Position identification records

□ □ □ □ □

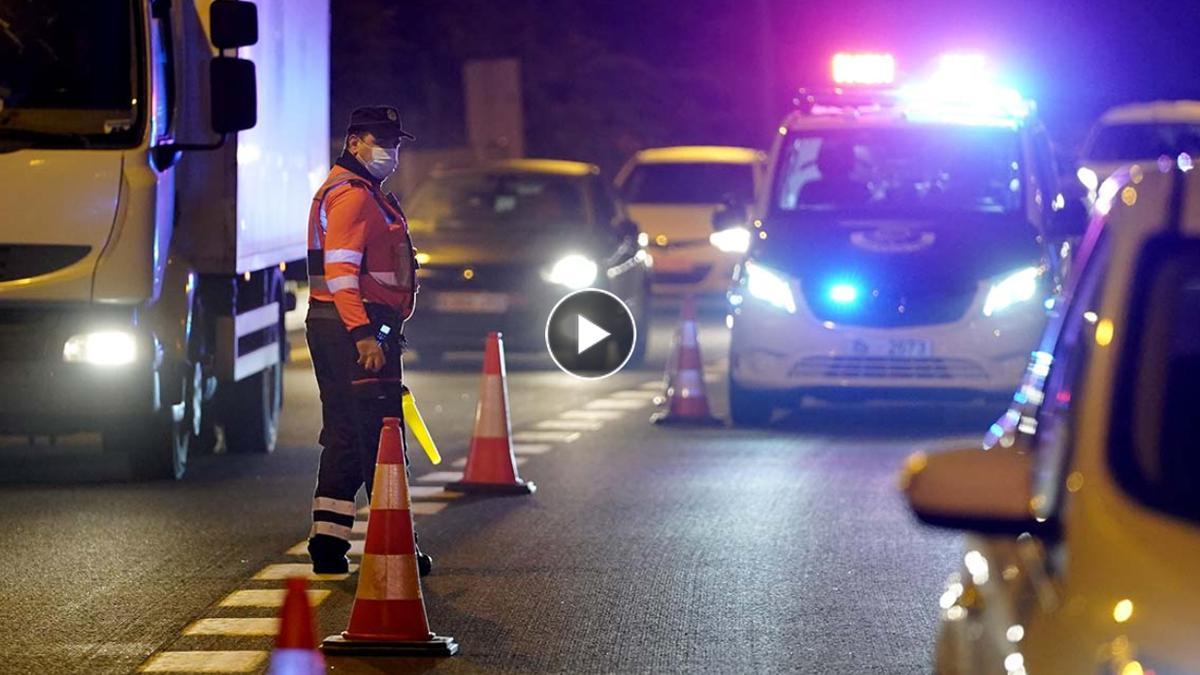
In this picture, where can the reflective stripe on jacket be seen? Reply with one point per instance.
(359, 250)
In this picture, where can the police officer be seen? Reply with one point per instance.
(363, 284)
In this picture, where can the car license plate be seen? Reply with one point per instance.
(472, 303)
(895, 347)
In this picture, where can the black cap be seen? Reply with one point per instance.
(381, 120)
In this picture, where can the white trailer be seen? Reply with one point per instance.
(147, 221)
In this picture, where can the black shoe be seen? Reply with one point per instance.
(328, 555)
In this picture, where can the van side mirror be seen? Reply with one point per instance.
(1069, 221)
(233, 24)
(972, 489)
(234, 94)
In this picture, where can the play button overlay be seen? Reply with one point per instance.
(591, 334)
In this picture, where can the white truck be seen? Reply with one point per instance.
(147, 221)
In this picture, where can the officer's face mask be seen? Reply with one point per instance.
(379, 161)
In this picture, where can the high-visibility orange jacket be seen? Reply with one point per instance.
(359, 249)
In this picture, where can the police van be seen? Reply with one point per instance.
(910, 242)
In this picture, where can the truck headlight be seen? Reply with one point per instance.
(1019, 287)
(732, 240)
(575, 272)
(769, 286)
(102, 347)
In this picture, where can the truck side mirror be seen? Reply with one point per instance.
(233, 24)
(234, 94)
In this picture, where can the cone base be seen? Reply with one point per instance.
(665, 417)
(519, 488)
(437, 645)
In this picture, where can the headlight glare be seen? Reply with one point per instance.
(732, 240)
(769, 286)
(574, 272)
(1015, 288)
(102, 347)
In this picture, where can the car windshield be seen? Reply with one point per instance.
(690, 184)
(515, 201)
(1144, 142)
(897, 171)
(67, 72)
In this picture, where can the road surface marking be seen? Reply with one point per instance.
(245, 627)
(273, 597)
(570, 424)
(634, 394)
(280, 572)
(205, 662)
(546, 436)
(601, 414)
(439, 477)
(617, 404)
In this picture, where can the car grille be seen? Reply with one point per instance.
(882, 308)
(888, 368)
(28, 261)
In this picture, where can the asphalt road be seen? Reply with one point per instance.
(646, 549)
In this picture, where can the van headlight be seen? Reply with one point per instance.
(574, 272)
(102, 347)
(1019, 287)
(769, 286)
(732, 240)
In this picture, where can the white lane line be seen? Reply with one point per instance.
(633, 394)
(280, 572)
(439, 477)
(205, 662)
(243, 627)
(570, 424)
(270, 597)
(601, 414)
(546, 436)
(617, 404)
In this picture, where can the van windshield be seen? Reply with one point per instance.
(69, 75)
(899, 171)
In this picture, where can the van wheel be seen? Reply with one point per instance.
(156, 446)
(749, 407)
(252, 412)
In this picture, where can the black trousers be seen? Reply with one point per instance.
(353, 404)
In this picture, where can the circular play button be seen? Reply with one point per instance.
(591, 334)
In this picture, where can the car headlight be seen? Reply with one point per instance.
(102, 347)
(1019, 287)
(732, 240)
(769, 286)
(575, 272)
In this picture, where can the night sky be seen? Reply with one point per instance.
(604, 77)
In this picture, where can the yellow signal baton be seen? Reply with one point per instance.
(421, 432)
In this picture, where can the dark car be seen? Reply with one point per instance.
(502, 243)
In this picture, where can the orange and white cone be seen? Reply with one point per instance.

□ □ □ □ □

*GIVEN INSTRUCTION*: Pictures stay out of the copy; please restate every record above exactly.

*WORKED ANSWER*:
In this picture, where can the reflective stripe on jacket be seen? Reply with one point per instance.
(359, 250)
In this picture, where can the police officer be seen? Reply with one point per instance.
(363, 284)
In this picture, where can the car license plate be seen? Reply with one point per instance.
(472, 303)
(895, 347)
In this picture, where can the black cap be seen? Reply with one point per instance.
(381, 120)
In this picture, where can the white trailer be seen? Reply with one point per instance.
(147, 221)
In this picture, where can the black shoe be seen? Reply with one point per instance.
(328, 555)
In this picture, where can the van side mirror be seen? Reply with one point per instance.
(1069, 221)
(233, 24)
(972, 489)
(234, 94)
In this picture, where can the play button overlay be seen? Reply with one point per instance.
(591, 334)
In this picture, where can the white truck be seen? Reply with one point per instance.
(147, 221)
In this picture, where can the officer's face mask be seen? Reply with one point per instance.
(379, 161)
In this picture, where can the high-visibility orange jacket be seen? Reply with one point per instance.
(359, 249)
In this picture, where can the police van be seen? Reply with one point per instance.
(910, 242)
In this picture, where can the truck headlight be seen? Reply with one point per instance.
(1019, 287)
(732, 240)
(575, 272)
(769, 286)
(102, 347)
In this picture, where can the truck side mirror be seen? Reply with one point per instance.
(233, 24)
(234, 94)
In this picture, where can the cone base be seen? Reply with one point per instance.
(665, 417)
(519, 488)
(437, 645)
In this picture, where can the headlight glare be seen? Reply with one point per instance.
(732, 240)
(769, 286)
(574, 272)
(1015, 288)
(102, 347)
In this picture, where can the car windshield be seen? Reply with one point per instance.
(690, 184)
(515, 201)
(1144, 142)
(897, 171)
(67, 72)
In this picture, where can the road surface marking be seen? Reply with one point per instance.
(245, 627)
(273, 597)
(570, 424)
(634, 394)
(280, 572)
(205, 662)
(546, 436)
(601, 414)
(439, 477)
(617, 404)
In this picture, where can the car grille be seen? Reply with one point per instance.
(882, 308)
(888, 368)
(28, 261)
In this picture, where can the asphalt road be seen? Reply with one point per instance.
(646, 549)
In this picture, where can the van headlight be seen? Reply with one point per instance.
(574, 272)
(102, 347)
(1019, 287)
(769, 286)
(732, 240)
In this picture, where can the white lane line be seen? Reply with one point per instance.
(633, 394)
(280, 572)
(439, 477)
(205, 662)
(243, 627)
(570, 424)
(270, 597)
(601, 414)
(546, 436)
(617, 404)
In this picture, where can the van windshield be seen? Reply with one point per instance.
(69, 75)
(899, 171)
In this picture, where can the van wheel be seen? Reply with one point per instance.
(156, 446)
(749, 407)
(252, 412)
In this picture, where can the black trousers be seen? Reply with one point per instance.
(353, 404)
In this picture, where can the circular play button be seen? Reply with one point per instance.
(591, 334)
In this picture, where can the car headlight be seen? Reply with one point per instance.
(102, 347)
(1019, 287)
(732, 240)
(769, 286)
(575, 272)
In this picture, where can the night sky be seen? Reply with one point per instance.
(604, 77)
In this picture, where can the yellow signal baton be seen? Reply with one point per instance.
(421, 432)
In this picture, where can the dark car be seen? Reply with one point per instance.
(502, 243)
In this picture, where can the orange and white cone be seen? Reply with one point per instance.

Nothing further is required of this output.